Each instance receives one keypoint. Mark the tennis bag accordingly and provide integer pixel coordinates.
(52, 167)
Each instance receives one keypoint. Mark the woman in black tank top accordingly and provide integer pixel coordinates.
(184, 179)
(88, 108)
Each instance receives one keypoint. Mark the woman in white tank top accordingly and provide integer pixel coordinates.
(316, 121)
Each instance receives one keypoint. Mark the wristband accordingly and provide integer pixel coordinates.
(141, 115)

-------------------------

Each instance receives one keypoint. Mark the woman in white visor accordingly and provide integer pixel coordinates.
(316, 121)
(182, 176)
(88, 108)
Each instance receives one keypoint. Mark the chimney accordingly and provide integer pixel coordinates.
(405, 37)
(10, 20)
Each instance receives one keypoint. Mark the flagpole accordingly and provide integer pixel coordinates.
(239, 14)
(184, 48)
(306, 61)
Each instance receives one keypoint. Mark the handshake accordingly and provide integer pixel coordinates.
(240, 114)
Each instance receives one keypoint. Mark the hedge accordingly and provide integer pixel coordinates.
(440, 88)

-------------------------

Count the lines above that contain the word "tank" and give only that number.

The completed task: 2